Exercise aim =>
In the records, starting at the line that contains "Give the segmentation of every instance of the tile" and ending at the last line of the records, rename "tile wall" to "brick wall". Reproduce only those lines, leaving everything else unchanged.

Input for this task =>
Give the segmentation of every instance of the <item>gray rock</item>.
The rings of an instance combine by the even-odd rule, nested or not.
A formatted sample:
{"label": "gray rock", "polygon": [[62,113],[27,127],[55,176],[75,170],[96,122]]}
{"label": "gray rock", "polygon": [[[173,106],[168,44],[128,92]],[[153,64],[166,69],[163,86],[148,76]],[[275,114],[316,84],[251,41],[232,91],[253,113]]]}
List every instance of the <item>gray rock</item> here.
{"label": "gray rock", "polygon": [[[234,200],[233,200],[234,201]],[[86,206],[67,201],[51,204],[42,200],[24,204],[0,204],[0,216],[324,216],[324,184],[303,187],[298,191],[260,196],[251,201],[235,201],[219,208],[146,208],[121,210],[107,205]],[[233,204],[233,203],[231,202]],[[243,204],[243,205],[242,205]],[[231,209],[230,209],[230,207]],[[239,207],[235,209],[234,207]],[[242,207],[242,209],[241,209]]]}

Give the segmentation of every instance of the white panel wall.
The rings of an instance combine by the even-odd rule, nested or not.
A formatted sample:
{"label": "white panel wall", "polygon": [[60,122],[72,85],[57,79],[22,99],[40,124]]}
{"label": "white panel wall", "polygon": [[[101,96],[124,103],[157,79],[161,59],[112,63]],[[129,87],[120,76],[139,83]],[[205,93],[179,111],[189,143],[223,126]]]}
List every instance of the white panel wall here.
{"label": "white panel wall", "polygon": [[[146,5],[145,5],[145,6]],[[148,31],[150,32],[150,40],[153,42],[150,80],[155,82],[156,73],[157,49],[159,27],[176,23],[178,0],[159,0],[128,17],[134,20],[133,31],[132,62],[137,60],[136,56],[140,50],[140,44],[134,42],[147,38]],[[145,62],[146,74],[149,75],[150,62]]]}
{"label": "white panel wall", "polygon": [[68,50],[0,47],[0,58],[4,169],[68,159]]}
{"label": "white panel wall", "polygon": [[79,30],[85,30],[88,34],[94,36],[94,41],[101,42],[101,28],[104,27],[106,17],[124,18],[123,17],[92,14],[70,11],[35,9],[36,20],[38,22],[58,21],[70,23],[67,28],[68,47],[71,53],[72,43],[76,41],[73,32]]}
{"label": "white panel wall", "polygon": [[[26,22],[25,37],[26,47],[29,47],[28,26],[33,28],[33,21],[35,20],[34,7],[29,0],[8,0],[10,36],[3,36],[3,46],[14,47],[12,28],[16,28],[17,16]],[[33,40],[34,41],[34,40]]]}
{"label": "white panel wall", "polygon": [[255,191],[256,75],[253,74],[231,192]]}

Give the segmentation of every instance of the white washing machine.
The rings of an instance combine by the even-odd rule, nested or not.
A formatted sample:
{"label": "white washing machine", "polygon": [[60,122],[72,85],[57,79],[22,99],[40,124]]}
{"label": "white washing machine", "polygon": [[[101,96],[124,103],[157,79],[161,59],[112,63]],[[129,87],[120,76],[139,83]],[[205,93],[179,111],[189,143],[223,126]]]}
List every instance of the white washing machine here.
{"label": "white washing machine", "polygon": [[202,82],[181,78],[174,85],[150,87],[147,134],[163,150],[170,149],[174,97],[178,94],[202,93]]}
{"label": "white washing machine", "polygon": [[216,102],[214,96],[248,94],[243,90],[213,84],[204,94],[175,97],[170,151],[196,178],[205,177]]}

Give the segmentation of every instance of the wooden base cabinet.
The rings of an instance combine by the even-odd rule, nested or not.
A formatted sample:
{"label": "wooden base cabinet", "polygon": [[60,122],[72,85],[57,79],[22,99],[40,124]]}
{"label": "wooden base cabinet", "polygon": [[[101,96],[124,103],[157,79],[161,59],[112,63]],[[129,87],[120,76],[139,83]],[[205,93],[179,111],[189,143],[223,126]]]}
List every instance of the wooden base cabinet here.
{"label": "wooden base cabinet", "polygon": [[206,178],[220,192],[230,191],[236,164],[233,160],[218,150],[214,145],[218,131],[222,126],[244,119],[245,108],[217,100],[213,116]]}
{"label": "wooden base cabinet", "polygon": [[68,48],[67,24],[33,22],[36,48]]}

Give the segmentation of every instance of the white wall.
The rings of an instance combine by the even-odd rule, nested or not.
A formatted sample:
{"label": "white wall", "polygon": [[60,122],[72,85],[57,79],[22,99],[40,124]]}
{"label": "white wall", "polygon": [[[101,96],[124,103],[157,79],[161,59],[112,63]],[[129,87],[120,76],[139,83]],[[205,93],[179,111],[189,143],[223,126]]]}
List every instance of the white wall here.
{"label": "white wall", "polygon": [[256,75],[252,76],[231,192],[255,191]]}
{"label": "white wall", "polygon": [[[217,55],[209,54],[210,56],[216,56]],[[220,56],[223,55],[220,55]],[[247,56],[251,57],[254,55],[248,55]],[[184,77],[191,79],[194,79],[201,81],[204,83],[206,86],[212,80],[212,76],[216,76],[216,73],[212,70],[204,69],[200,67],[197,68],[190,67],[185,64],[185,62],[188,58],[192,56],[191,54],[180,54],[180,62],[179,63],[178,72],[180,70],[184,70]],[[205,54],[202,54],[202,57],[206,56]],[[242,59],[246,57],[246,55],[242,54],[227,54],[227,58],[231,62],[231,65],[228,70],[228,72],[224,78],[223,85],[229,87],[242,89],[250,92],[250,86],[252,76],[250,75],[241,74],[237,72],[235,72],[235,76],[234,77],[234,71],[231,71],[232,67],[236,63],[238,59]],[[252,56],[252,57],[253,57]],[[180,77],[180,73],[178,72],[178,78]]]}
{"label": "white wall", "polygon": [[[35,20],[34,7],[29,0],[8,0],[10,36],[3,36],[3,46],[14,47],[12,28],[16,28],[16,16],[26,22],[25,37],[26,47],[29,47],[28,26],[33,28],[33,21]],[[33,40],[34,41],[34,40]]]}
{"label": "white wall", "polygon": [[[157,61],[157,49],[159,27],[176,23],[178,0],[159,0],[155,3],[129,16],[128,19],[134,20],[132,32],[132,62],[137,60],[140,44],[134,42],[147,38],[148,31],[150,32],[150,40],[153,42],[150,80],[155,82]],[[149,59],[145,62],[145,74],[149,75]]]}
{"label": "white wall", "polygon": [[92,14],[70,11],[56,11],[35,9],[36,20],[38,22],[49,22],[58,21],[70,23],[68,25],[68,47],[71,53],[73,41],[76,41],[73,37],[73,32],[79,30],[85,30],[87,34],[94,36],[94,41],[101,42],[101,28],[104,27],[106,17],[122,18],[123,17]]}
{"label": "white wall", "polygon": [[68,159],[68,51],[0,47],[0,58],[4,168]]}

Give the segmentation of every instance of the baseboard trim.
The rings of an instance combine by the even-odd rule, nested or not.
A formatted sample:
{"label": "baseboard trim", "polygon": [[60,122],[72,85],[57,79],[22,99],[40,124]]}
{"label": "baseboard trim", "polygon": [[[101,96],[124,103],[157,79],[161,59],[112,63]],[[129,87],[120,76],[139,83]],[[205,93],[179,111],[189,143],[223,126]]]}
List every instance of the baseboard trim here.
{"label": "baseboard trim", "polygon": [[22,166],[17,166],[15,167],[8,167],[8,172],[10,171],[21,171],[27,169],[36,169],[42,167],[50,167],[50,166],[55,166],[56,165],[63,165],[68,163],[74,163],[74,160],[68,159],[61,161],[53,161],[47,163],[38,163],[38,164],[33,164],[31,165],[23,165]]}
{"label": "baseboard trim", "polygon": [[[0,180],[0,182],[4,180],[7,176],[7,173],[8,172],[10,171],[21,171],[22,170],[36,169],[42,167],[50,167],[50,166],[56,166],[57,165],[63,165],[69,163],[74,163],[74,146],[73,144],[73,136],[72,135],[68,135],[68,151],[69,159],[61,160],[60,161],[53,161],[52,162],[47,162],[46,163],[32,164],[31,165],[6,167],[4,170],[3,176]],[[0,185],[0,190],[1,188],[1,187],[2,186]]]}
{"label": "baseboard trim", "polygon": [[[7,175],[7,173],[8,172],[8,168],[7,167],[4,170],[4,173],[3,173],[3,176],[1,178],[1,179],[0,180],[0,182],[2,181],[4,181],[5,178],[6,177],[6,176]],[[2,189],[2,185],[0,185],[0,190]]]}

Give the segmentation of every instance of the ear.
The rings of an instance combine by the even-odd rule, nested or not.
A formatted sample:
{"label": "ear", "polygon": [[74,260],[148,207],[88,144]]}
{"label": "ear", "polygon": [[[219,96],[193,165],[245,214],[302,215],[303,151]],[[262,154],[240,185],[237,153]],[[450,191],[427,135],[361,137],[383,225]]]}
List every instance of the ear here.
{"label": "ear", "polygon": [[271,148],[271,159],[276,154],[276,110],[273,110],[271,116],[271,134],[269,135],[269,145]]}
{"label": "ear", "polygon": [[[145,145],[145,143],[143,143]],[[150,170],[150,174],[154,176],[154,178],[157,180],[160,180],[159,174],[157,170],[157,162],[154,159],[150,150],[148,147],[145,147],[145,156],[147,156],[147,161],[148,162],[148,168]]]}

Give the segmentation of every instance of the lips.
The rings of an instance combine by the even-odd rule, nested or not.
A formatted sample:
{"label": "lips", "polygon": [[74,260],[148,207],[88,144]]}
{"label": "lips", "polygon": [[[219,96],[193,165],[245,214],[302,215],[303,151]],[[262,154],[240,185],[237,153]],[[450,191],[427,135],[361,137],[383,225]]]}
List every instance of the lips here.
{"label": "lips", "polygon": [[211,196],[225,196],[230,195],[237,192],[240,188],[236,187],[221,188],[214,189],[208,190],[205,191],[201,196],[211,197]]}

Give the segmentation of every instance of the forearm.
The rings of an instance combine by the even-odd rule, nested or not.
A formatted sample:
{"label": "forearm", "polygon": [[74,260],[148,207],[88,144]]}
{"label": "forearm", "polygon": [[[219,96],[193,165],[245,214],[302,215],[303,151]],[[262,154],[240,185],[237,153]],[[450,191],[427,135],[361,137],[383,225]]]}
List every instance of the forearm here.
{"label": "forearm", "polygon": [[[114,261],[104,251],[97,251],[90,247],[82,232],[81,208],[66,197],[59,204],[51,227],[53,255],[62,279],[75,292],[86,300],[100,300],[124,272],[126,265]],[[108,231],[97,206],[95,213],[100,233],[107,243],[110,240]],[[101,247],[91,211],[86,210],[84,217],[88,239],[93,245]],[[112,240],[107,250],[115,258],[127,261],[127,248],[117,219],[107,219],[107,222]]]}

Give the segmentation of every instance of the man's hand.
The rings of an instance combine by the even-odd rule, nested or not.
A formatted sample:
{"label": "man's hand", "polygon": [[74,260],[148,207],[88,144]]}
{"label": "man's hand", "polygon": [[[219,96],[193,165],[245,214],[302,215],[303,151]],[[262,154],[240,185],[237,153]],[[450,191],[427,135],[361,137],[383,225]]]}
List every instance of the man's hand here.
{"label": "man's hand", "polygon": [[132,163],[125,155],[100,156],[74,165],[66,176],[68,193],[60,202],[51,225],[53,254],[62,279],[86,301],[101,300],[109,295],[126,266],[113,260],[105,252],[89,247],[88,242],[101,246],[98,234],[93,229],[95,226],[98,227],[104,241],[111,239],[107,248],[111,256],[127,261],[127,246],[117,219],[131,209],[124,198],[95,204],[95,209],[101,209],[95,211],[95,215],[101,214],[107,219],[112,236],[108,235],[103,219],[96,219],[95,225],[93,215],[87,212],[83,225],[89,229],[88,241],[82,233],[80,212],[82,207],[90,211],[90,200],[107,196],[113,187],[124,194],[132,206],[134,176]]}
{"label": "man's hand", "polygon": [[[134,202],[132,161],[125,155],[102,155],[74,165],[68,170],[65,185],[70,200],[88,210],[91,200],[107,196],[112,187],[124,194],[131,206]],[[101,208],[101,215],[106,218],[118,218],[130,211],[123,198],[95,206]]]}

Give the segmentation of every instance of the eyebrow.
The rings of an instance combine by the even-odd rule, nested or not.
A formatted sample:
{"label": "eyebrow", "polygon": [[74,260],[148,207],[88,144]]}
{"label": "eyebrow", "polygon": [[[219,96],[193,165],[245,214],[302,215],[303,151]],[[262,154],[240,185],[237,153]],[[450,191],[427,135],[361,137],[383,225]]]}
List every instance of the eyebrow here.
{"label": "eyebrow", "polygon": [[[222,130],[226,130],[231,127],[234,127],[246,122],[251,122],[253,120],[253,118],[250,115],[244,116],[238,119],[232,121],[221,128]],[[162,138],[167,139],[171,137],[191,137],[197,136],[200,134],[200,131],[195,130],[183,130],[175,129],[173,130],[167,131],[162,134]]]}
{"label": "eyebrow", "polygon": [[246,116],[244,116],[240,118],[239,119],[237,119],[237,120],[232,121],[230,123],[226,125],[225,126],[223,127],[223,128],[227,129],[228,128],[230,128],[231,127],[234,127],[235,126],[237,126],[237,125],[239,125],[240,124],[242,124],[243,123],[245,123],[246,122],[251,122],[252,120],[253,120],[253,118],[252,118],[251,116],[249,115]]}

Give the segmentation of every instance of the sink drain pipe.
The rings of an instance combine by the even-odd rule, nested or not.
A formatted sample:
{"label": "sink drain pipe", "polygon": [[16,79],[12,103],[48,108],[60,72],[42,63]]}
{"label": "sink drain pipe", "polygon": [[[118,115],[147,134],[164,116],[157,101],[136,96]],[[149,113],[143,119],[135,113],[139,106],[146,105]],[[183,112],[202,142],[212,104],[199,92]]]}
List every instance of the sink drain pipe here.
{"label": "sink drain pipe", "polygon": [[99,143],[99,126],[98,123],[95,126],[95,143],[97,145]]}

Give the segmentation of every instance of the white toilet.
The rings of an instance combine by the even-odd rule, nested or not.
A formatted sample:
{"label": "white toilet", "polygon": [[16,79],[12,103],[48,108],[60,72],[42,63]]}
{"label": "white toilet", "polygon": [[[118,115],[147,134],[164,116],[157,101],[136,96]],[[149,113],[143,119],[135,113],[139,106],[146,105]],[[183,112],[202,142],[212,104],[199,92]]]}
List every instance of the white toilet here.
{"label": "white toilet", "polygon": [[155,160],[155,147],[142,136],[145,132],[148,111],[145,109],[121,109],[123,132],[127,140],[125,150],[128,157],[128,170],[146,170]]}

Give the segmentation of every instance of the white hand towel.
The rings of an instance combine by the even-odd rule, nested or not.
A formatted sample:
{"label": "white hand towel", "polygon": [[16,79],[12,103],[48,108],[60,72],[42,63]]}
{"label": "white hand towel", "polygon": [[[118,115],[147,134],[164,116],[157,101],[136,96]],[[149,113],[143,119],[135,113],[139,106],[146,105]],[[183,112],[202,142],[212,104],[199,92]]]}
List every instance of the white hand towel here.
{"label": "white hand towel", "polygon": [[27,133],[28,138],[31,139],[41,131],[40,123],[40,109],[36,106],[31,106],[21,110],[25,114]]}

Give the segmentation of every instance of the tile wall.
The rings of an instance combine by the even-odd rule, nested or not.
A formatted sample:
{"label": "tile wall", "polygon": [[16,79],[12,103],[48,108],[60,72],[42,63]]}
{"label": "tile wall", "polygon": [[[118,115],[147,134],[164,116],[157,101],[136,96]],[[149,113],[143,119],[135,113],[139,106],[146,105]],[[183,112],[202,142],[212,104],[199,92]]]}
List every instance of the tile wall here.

Correct result =>
Give the segmentation of every instance of the brick wall.
The rings of an instance combine by the even-odd rule, nested or not.
A formatted sample:
{"label": "brick wall", "polygon": [[16,79],[12,103],[48,108],[60,72],[42,63]]}
{"label": "brick wall", "polygon": [[[118,115],[147,134],[164,116],[157,101],[136,96]],[[149,113],[143,119],[135,113],[139,106],[146,105]],[[183,112],[202,142],[212,104],[199,92]]]}
List every instance of the brick wall here.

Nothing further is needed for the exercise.